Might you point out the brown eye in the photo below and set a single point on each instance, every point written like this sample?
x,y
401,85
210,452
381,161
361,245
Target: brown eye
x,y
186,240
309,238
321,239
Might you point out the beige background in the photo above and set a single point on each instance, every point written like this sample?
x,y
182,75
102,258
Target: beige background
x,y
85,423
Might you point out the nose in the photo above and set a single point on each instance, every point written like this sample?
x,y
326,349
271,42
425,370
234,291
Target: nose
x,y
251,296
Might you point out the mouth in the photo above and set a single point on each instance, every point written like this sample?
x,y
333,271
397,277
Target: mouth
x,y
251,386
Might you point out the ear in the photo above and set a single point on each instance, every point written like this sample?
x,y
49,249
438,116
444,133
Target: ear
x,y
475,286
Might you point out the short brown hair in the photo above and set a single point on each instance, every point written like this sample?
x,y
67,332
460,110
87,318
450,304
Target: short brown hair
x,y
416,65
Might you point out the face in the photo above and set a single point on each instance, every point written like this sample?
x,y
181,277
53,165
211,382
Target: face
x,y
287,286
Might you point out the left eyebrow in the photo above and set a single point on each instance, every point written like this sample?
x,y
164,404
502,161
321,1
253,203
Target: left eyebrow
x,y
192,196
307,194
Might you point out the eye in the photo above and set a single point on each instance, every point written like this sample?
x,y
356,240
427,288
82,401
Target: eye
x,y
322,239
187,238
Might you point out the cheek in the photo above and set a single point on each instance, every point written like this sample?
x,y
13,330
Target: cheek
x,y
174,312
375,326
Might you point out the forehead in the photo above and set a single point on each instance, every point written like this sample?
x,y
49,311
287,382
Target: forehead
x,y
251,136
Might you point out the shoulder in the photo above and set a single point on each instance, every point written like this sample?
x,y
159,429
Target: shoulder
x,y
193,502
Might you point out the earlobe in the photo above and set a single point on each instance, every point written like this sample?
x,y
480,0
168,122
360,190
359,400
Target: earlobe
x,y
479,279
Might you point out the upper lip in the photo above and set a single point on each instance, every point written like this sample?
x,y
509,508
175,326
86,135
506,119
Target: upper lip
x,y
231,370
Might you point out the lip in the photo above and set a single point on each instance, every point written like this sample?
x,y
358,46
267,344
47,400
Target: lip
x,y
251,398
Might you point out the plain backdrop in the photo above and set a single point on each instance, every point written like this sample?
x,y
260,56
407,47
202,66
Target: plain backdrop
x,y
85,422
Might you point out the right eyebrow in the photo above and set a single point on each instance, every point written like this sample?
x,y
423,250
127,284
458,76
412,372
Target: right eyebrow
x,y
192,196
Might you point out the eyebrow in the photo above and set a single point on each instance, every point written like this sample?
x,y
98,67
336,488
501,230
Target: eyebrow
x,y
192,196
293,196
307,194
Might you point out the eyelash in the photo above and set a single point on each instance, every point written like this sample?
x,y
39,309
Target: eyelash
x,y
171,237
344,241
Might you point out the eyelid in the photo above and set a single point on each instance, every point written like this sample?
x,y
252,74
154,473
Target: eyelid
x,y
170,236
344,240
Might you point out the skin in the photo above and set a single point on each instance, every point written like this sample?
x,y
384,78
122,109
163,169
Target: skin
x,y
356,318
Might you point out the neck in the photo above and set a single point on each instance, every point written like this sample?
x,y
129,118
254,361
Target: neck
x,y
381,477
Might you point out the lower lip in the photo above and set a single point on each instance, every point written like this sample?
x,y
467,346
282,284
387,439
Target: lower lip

**ASSIGNMENT:** Filter the entries down to the lines with the word "lower" in them, and copy those lines.

**RESPONSE BOX:**
Might you point out the lower lip in the photo above and set a single point on each instance, every point written like this sample?
Target: lower lip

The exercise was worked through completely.